EXERCISE GOAL: Recast the stretch of the listing below that opens with the line containing "the green grass" and closes with the line containing "pixel 445 307" as a numbered list, with both of those lines included and any blank lines left out. Handle no other part of the listing.

SUPPLIED RECORDS:
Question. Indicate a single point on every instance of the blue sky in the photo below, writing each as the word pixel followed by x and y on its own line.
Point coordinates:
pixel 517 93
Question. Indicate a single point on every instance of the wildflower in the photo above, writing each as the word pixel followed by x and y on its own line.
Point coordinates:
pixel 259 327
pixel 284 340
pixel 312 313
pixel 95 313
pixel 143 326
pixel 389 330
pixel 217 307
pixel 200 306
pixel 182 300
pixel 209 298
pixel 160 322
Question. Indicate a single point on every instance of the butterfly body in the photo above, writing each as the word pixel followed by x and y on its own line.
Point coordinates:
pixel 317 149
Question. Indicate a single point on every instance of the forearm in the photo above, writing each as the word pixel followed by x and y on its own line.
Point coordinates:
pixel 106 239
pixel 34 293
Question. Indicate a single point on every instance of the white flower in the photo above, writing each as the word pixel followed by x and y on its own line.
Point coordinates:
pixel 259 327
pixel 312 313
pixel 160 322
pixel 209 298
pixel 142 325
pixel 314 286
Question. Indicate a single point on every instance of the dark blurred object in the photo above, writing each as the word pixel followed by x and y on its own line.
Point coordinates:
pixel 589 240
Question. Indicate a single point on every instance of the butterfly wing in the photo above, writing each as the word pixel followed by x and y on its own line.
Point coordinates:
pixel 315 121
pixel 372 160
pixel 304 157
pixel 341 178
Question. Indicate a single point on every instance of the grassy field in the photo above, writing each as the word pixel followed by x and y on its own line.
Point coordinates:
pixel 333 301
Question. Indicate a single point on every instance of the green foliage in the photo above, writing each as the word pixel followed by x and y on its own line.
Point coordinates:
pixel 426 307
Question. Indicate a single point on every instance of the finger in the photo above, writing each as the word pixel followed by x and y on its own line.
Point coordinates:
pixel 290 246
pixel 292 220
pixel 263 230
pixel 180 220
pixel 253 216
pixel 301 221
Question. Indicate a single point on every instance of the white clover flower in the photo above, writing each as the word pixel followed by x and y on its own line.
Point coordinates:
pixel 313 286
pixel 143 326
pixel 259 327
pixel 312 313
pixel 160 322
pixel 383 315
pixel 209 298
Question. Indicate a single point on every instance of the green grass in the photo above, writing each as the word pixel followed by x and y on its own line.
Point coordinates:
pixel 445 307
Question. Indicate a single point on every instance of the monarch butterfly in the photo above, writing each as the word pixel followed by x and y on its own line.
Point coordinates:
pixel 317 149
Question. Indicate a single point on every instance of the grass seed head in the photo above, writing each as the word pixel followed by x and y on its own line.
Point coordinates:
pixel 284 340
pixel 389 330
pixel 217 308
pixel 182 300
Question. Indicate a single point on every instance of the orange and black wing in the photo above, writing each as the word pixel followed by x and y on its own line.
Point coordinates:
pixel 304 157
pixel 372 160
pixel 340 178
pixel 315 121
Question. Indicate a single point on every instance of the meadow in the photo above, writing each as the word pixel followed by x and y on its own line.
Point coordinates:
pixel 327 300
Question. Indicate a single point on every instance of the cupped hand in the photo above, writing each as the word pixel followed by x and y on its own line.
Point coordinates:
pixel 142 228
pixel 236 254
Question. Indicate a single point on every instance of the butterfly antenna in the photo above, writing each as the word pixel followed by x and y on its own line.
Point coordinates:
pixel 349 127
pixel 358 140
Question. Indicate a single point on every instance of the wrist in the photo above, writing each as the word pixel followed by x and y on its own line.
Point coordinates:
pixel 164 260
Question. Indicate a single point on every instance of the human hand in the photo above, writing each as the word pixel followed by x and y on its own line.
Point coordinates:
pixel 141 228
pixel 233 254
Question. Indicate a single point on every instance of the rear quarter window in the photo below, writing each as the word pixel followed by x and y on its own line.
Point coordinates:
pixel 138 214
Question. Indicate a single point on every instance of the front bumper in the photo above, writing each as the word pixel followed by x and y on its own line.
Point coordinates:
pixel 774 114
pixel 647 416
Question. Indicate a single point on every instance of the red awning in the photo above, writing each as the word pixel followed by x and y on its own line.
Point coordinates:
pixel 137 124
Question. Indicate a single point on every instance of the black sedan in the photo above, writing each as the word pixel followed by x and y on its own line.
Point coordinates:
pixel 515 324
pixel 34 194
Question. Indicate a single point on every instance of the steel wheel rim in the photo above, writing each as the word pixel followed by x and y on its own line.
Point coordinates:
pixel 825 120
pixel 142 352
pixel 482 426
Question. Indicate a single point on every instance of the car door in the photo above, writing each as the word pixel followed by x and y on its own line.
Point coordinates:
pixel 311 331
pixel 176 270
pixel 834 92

CORRECT RESPONSE:
1. Question. Indicate a single point on every instance of the green grass in the photo above, writing each as the word pixel followed by x and y on its own line.
2. Point coordinates:
3. pixel 445 307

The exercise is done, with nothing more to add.